──────── PAGE TEXT

Saturday 26 January 2013

A Gordon River Journey: Part 3

Home of Little Tears


[Kayaks ashore at the Eagle Creek campsite] 

 At the far end of Limekiln Reach, a long, more or less straight stretch of the Gordon, we reach Eagle Creek campsite. Beneath a canopy of myrtle beech and laurel we find space for easily twenty tents. It is a beautiful setting, near level, above average flood level, and sheltered from light rain by its leafy canopy.

But despite appearances the site is hardly pristine. Although there’s next to nothing left, a tourist hut and jetty were built here about a century ago. They accommodated the growing interest in river travel in this beautiful area. We’re not surprised that others found it an agreeable place to stay. The river flows like chocolate past green banks draped in Huon pine and ti-tree. Birds flit, float and call across the water. We set up tents and a communal tarp above the kitchen/eating area, and are glad of it when rain starts to fall.

────────────────
──────── MATERIAL

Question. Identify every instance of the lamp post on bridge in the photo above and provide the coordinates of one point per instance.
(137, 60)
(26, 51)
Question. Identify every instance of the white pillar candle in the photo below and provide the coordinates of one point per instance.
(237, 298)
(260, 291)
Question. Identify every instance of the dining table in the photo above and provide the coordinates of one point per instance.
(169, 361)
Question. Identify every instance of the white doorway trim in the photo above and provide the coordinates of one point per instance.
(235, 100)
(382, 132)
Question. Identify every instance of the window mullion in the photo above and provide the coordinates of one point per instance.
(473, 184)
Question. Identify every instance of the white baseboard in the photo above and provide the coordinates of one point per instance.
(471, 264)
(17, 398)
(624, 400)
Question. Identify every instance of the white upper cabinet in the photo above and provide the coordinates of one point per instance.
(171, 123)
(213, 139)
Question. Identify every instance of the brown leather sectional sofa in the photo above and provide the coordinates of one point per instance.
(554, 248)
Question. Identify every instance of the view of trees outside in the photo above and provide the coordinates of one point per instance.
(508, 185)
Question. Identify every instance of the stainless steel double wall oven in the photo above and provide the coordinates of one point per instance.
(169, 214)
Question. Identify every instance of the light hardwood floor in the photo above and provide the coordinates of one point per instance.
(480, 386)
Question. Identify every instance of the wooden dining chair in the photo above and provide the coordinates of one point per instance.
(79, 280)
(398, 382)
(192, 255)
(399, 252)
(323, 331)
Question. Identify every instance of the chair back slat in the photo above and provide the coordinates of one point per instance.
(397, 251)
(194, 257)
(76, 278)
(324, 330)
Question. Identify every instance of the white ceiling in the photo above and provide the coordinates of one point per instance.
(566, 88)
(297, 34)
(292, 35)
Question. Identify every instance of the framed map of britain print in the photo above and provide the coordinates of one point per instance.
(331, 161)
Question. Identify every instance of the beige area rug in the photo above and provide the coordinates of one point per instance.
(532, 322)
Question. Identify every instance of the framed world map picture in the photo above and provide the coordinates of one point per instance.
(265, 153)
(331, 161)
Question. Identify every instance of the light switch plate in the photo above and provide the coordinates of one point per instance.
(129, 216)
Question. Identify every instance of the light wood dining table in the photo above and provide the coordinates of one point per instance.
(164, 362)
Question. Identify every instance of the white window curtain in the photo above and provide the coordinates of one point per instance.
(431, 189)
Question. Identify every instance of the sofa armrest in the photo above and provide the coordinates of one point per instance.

────────────────

SHORT PROBLEM: According to the Gordon River journey text, why is the Eagle Creek campsite hardly pristine despite appearances? Answer in one to three sentences.

EXERCISE RESULT: A tourist hut and jetty were built at the site about a century ago, although next to nothing of them is left. They were put up to accommodate the growing interest in river travel in the area.